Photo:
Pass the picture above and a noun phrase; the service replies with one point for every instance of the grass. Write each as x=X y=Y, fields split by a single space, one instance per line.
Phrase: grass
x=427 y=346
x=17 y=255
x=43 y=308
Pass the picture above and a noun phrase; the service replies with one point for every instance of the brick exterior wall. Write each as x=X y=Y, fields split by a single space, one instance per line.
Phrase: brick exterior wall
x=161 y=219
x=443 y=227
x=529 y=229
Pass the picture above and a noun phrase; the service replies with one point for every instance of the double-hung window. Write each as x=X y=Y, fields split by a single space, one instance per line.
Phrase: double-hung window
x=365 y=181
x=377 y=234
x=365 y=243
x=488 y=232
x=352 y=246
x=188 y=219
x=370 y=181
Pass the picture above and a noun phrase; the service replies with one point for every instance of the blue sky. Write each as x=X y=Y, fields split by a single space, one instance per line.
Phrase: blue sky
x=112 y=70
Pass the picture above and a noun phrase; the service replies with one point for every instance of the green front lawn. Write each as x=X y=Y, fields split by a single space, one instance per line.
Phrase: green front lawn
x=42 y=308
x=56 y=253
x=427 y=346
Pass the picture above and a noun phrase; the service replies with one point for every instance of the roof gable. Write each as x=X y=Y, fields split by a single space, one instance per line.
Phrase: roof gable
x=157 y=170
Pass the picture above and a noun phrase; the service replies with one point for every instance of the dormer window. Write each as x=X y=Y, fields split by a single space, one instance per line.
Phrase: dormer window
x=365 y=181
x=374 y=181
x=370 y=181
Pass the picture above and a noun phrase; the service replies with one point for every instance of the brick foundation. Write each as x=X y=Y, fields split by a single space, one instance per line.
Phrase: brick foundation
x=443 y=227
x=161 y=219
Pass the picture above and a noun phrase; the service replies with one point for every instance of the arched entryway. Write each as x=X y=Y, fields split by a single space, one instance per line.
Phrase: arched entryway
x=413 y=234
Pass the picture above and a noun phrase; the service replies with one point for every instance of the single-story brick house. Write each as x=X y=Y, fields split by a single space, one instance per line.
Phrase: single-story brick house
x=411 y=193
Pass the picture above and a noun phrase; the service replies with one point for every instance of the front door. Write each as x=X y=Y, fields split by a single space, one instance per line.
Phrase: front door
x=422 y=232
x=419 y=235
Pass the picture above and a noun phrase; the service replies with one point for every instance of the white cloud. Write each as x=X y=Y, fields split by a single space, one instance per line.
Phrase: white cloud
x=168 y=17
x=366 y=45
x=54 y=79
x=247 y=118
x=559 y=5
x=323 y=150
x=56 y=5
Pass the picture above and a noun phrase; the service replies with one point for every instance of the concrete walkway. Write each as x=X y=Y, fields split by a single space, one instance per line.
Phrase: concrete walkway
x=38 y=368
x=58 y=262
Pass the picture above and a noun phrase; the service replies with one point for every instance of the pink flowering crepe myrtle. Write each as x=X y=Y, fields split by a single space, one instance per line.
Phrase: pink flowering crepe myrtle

━━━━━━━━━━━━━━━━

Work task: Scan the listing above and tally the lines that include the string "myrtle". Write the total and nothing more.

Answer space: 2